▶ [Material for this exercise]:
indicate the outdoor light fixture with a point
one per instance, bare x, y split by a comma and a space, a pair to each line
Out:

==

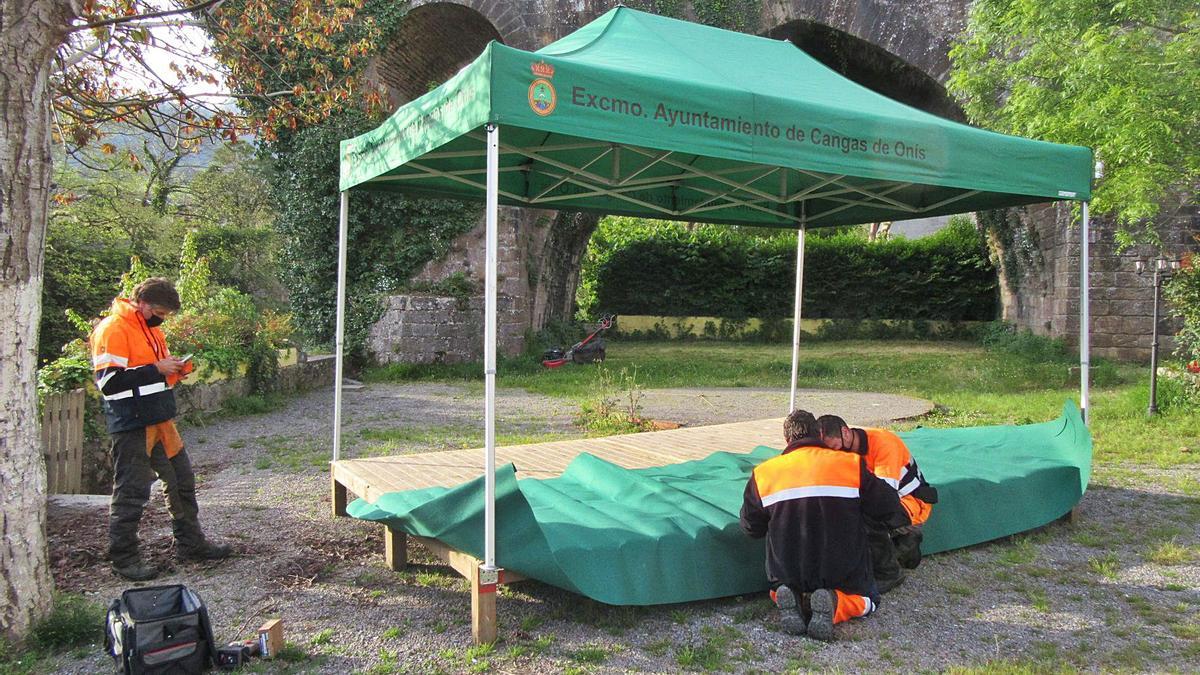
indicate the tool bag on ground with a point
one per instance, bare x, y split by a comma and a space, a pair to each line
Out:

==

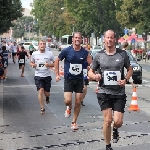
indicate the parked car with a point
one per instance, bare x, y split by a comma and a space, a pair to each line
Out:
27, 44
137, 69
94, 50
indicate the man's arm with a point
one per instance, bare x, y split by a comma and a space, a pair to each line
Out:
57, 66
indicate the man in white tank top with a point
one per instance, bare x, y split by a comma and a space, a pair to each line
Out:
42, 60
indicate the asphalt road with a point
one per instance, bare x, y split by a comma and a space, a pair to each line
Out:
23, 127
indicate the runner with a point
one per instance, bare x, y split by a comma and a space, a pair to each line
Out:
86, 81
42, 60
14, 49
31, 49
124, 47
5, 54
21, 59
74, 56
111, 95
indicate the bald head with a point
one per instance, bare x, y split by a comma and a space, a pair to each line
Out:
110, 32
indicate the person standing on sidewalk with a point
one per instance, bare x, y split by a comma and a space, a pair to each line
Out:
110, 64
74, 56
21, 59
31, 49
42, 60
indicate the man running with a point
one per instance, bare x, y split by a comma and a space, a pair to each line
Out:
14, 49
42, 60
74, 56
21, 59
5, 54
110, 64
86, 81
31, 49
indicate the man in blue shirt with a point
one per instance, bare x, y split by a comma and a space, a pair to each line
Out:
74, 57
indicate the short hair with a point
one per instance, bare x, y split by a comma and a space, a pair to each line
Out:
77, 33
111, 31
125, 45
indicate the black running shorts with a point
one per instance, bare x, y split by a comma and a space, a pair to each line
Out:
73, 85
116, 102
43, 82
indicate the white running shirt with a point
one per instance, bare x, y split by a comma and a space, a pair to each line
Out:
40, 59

▶ [Given instruction]:
Please pull out every line in the listing above that contains the word "running", and copy each one without changes.

▶ [Solution to this problem]:
indicate the man running with a point
indicate the black running shorts with a point
indicate the white running shirt with a point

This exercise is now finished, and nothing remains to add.